DATA SUPPLIED
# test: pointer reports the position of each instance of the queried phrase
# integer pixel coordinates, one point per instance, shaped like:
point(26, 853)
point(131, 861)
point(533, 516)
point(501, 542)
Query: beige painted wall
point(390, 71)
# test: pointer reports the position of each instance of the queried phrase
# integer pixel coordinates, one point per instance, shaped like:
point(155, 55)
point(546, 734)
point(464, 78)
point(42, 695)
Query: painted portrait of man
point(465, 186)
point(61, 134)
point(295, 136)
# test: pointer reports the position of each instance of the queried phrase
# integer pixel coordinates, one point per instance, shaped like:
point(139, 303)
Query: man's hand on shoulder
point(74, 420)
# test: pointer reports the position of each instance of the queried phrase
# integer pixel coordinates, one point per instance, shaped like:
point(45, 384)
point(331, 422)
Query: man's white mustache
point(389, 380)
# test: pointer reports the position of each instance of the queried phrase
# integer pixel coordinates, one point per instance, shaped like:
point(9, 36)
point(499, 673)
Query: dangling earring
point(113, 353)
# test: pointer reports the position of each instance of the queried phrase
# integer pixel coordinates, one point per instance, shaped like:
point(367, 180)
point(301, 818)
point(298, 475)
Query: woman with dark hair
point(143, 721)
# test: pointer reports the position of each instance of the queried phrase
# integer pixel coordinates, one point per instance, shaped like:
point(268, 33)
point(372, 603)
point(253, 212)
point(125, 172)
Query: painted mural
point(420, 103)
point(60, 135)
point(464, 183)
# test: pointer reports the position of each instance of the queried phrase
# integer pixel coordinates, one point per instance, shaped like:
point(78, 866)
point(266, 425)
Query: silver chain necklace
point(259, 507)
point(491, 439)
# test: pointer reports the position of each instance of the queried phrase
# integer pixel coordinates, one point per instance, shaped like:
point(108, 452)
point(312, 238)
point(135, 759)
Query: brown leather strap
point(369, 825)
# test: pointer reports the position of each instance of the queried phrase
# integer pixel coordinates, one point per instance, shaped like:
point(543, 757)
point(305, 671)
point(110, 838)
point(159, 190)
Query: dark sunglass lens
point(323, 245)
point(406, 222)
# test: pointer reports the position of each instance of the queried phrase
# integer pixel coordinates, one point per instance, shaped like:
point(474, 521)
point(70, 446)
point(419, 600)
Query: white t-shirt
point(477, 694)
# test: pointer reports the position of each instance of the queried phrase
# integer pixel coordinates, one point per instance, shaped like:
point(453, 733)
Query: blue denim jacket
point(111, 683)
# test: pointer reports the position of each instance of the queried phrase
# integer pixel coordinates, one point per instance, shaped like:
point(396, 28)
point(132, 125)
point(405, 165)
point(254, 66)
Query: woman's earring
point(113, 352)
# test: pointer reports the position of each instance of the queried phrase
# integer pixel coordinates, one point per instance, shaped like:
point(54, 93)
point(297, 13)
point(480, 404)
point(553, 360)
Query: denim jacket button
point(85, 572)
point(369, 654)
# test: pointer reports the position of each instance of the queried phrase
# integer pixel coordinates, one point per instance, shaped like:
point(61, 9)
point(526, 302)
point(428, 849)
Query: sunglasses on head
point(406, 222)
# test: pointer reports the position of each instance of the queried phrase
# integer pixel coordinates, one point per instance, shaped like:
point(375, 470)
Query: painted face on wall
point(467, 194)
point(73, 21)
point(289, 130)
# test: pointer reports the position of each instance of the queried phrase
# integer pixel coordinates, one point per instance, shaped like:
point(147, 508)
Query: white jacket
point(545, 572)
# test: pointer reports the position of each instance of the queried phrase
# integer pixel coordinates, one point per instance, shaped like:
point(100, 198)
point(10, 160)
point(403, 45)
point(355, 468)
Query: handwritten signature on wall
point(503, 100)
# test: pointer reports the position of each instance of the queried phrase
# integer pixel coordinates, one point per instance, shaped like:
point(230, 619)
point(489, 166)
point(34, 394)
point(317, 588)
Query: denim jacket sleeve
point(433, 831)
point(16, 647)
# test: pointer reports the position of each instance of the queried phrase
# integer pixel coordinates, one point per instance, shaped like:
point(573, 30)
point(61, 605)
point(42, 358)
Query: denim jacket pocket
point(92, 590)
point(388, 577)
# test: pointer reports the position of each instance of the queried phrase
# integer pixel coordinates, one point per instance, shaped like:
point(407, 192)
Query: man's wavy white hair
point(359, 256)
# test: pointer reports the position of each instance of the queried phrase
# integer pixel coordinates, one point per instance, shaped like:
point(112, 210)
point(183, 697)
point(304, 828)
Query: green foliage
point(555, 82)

REQUIREMENTS
Copy the records from their start through the line containing "point(464, 183)", keeping every line. Multiply each answer coordinate by 2.3 and round it to the nearest whole number, with halves rounded up. Leave every other number unchanged.

SOLUTION TO THIS TASK
# test: pointer reports the position of each instance of the queried phrase
# integer pixel coordinates, one point per instance, shaped like:
point(26, 853)
point(131, 861)
point(533, 516)
point(501, 542)
Query: beige painted wall
point(897, 163)
# test: pointer reports the position of each instance of the queried phrase
# integer pixel coordinates, one point per instance, shaped like:
point(155, 55)
point(546, 734)
point(464, 78)
point(42, 695)
Query: painted portrait of man
point(1070, 428)
point(140, 308)
point(679, 313)
# test: pointer reports the position of each instance of the queried phrase
# integer pixel coordinates, one point per instance, shaped like:
point(139, 303)
Query: man's hand on shoulder
point(170, 966)
# test: pointer reports the position of each instance of the queried phrase
# integer pixel coordinates, one point per instance, shaped like:
point(45, 384)
point(331, 422)
Query: man's white mustache
point(895, 874)
# test: pointer reports the position of each instance of the queried phrase
# integer pixel coordinates, one point per instance, shaped like:
point(9, 36)
point(499, 673)
Query: dangling earring
point(260, 812)
# test: pointer reports the position of each instance of the queried phrase
# integer pixel coordinates, one point per instance, shaped like:
point(367, 180)
point(301, 818)
point(298, 475)
Query: woman with dark hair
point(329, 1658)
# test: pointer reports the position of each instance of the queried phrase
# integer pixel coordinates, one point per instance, shaped like:
point(268, 33)
point(372, 603)
point(253, 212)
point(125, 172)
Query: painted mural
point(966, 237)
point(138, 311)
point(1067, 421)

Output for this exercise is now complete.